Lars and the Real Girl is my latest Netflix return. I well remember the film being advertised when it came out in 2007, and I actually had very little interest in seeing it. It was one of those new releases that I was willing to acknowledge might be very good, but about which I simply couldn’t discern why I should be interested in seeing it. I finally rented the film in part because it was directly recommended to me, and also because I was informed that its star is Ryan Gosling, who is simply a phenomenal actor. The recommendation came with the assurance that Lars and the Real Girl was a veritable emotional rollercoaster, eliciting laughter and tears in roughly equal measure. I found that to be quite accurate, and was delighted by it.
It was a very good film. The performances made it work brilliantly, which was surely no easy task, given the highly unusual content of the story. Every visual detail was well-presented, and the earnestness of the screenplay was obvious. Naturally, I am blogging about this film because I have something to say about the writing and its thematic content, and something having to do with breaking points. The story of Lars and the Real Girl is simultaneously far-fetched and profoundly realistic. It involves a small, northern latitude town, which, when Lars develops his delusional relationship with a life-sized doll, agrees in its entirety to go along with his fantasy until he is able to, through its presence, work out the issues that make it virtually impossible for him to relate to others.
In the DVD special features, the screenwriter specifically states her intentions in writing the script, saying that she wanted to show what it might look like if people dealt with mental illness of this sort through compassion, acceptance, and tolerance. And that is a wonderful thing to behold. The film presents the general topic of mental illness in a remarkably progressive way. The main character is not expected to fix himself by pure force of will. Rather, it takes a community effort, with a great deal of patience, over a long period of time. And I think that is a far more realistic and altruistic perception. It takes a great many changes of circumstance to bring Lars back to reality, and concordantly it is clear that it was a great many circumstances, not all of them in his control, that brought him to the point of needing his delusion.

## Record excerpts
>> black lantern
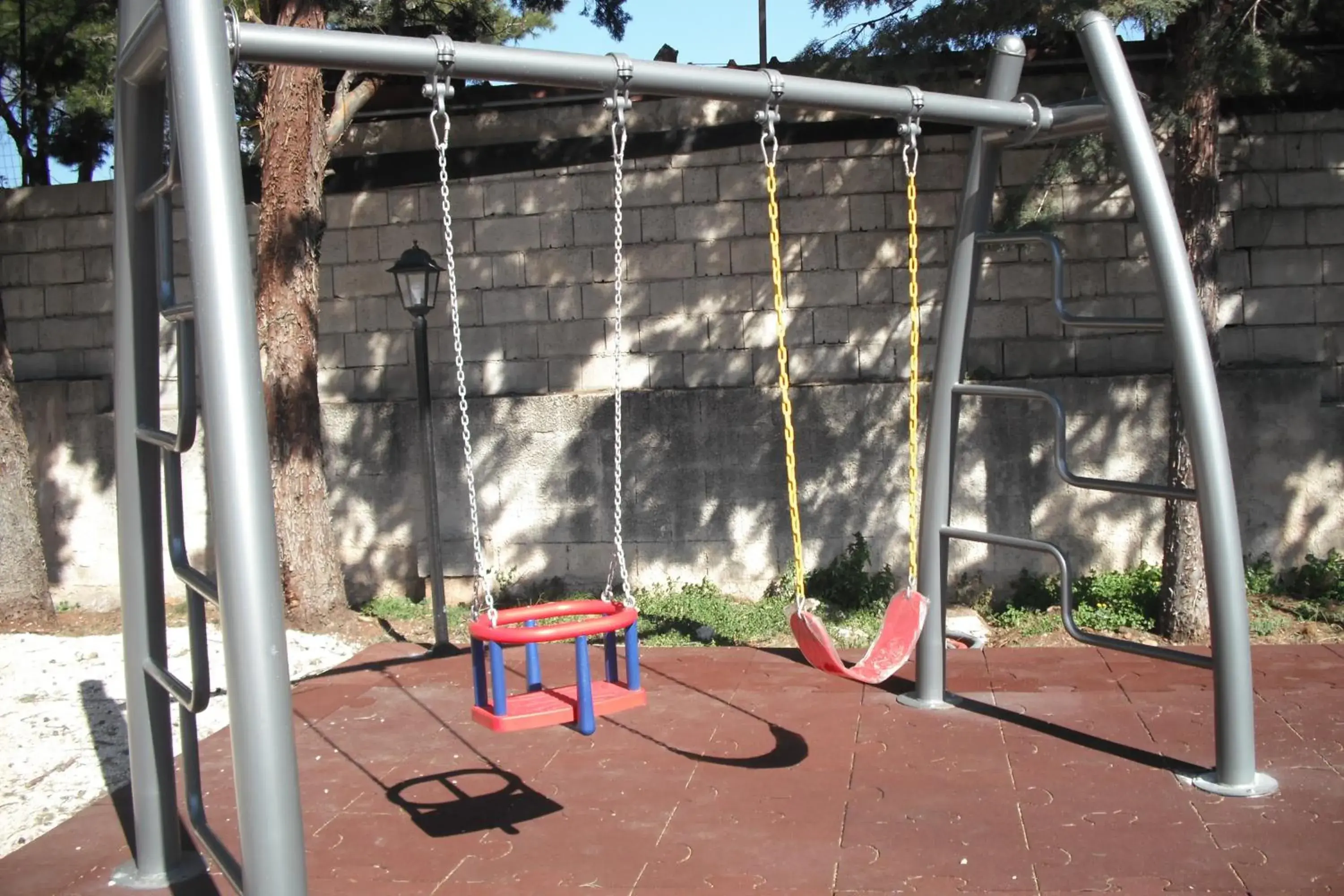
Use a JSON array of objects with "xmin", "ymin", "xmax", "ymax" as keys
[{"xmin": 387, "ymin": 242, "xmax": 444, "ymax": 314}]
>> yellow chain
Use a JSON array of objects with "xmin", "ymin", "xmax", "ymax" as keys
[
  {"xmin": 765, "ymin": 161, "xmax": 805, "ymax": 608},
  {"xmin": 906, "ymin": 171, "xmax": 919, "ymax": 591}
]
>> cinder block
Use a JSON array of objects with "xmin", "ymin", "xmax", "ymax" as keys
[
  {"xmin": 695, "ymin": 241, "xmax": 732, "ymax": 277},
  {"xmin": 812, "ymin": 306, "xmax": 849, "ymax": 345},
  {"xmin": 996, "ymin": 263, "xmax": 1054, "ymax": 301},
  {"xmin": 504, "ymin": 324, "xmax": 540, "ymax": 362},
  {"xmin": 849, "ymin": 194, "xmax": 887, "ymax": 230},
  {"xmin": 785, "ymin": 270, "xmax": 859, "ymax": 308},
  {"xmin": 1242, "ymin": 286, "xmax": 1317, "ymax": 327},
  {"xmin": 527, "ymin": 249, "xmax": 595, "ymax": 286},
  {"xmin": 1004, "ymin": 339, "xmax": 1078, "ymax": 379},
  {"xmin": 859, "ymin": 267, "xmax": 896, "ymax": 305},
  {"xmin": 1251, "ymin": 249, "xmax": 1324, "ymax": 286},
  {"xmin": 821, "ymin": 156, "xmax": 899, "ymax": 195},
  {"xmin": 343, "ymin": 333, "xmax": 409, "ymax": 367},
  {"xmin": 329, "ymin": 262, "xmax": 396, "ymax": 298},
  {"xmin": 491, "ymin": 250, "xmax": 524, "ymax": 289},
  {"xmin": 0, "ymin": 286, "xmax": 43, "ymax": 321},
  {"xmin": 785, "ymin": 160, "xmax": 827, "ymax": 196},
  {"xmin": 789, "ymin": 345, "xmax": 859, "ymax": 384},
  {"xmin": 355, "ymin": 297, "xmax": 387, "ymax": 332},
  {"xmin": 64, "ymin": 215, "xmax": 112, "ymax": 251},
  {"xmin": 538, "ymin": 320, "xmax": 607, "ymax": 358},
  {"xmin": 27, "ymin": 251, "xmax": 85, "ymax": 286},
  {"xmin": 1306, "ymin": 205, "xmax": 1344, "ymax": 246},
  {"xmin": 547, "ymin": 286, "xmax": 583, "ymax": 321},
  {"xmin": 482, "ymin": 180, "xmax": 513, "ymax": 218},
  {"xmin": 716, "ymin": 164, "xmax": 766, "ymax": 199},
  {"xmin": 683, "ymin": 352, "xmax": 753, "ymax": 388},
  {"xmin": 511, "ymin": 176, "xmax": 583, "ymax": 215},
  {"xmin": 1106, "ymin": 259, "xmax": 1157, "ymax": 294},
  {"xmin": 1274, "ymin": 171, "xmax": 1344, "ymax": 207},
  {"xmin": 836, "ymin": 231, "xmax": 907, "ymax": 270},
  {"xmin": 640, "ymin": 316, "xmax": 710, "ymax": 355},
  {"xmin": 681, "ymin": 168, "xmax": 719, "ymax": 203},
  {"xmin": 1232, "ymin": 208, "xmax": 1306, "ymax": 249},
  {"xmin": 387, "ymin": 188, "xmax": 419, "ymax": 224},
  {"xmin": 672, "ymin": 203, "xmax": 743, "ymax": 242},
  {"xmin": 970, "ymin": 302, "xmax": 1027, "ymax": 339},
  {"xmin": 481, "ymin": 286, "xmax": 550, "ymax": 324},
  {"xmin": 574, "ymin": 211, "xmax": 644, "ymax": 246},
  {"xmin": 1251, "ymin": 327, "xmax": 1325, "ymax": 364},
  {"xmin": 626, "ymin": 243, "xmax": 695, "ymax": 280},
  {"xmin": 325, "ymin": 190, "xmax": 390, "ymax": 233},
  {"xmin": 345, "ymin": 227, "xmax": 379, "ymax": 262},
  {"xmin": 780, "ymin": 196, "xmax": 849, "ymax": 234},
  {"xmin": 474, "ymin": 216, "xmax": 542, "ymax": 253},
  {"xmin": 481, "ymin": 362, "xmax": 547, "ymax": 395},
  {"xmin": 706, "ymin": 314, "xmax": 750, "ymax": 349},
  {"xmin": 539, "ymin": 211, "xmax": 574, "ymax": 249}
]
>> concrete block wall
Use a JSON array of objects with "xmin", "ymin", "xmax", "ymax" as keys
[{"xmin": 0, "ymin": 103, "xmax": 1344, "ymax": 607}]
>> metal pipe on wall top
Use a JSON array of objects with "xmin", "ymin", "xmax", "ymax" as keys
[
  {"xmin": 1078, "ymin": 12, "xmax": 1277, "ymax": 797},
  {"xmin": 164, "ymin": 0, "xmax": 308, "ymax": 896},
  {"xmin": 235, "ymin": 22, "xmax": 1036, "ymax": 128},
  {"xmin": 898, "ymin": 36, "xmax": 1027, "ymax": 709}
]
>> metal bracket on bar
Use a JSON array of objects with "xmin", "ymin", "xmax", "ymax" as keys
[
  {"xmin": 976, "ymin": 230, "xmax": 1165, "ymax": 332},
  {"xmin": 952, "ymin": 383, "xmax": 1196, "ymax": 501},
  {"xmin": 938, "ymin": 526, "xmax": 1214, "ymax": 669},
  {"xmin": 177, "ymin": 706, "xmax": 246, "ymax": 893}
]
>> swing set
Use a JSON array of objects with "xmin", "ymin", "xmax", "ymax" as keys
[{"xmin": 113, "ymin": 0, "xmax": 1277, "ymax": 896}]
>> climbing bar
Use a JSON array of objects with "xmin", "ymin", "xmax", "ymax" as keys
[
  {"xmin": 939, "ymin": 526, "xmax": 1214, "ymax": 669},
  {"xmin": 230, "ymin": 20, "xmax": 1081, "ymax": 138}
]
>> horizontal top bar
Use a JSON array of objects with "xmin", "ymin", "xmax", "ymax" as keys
[{"xmin": 235, "ymin": 22, "xmax": 1050, "ymax": 129}]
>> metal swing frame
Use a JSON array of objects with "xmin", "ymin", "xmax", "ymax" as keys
[{"xmin": 113, "ymin": 0, "xmax": 1275, "ymax": 896}]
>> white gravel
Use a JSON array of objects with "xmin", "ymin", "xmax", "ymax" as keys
[{"xmin": 0, "ymin": 626, "xmax": 358, "ymax": 856}]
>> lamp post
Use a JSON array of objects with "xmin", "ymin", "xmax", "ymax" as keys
[{"xmin": 387, "ymin": 242, "xmax": 452, "ymax": 653}]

## Work request 1
According to the film review, what did the screenwriter want to show by writing the script?
## Work request 2
Write the next paragraph of the film review, picking up after its final sentence.
The material comes from a source unrelated to the film review.

## Answer box 1
She wanted to show what it might look like if people dealt with this kind of mental illness through compassion, acceptance, and tolerance.

## Answer box 2
I wish to God that people as a whole would come to a breaking point in their understanding not just of mental illness, but of social circumstance and extremes of emotion, and anything at all that takes more than mere desire for change to be meaningfully altered. The usual impulses in such cases include medicating the symptom and blaming the victim so as to demand change without personally investing anything in the outcome. But it seems clear to me that real change for the better comes only with time, and only when there is outside stimulus to trigger it and nurture it. The writer of the film, Nancy Oliver, does not name the town in which it is set. Certainly, the place does not exist. Though the characters are flawed and in need of development, their universal care for one another makes the setting, in effect, utopia. It portrays in a bizarre and humorous way, an ideal that we can all strive for when we are content in our reality, and hope for when we are lost in our delusions.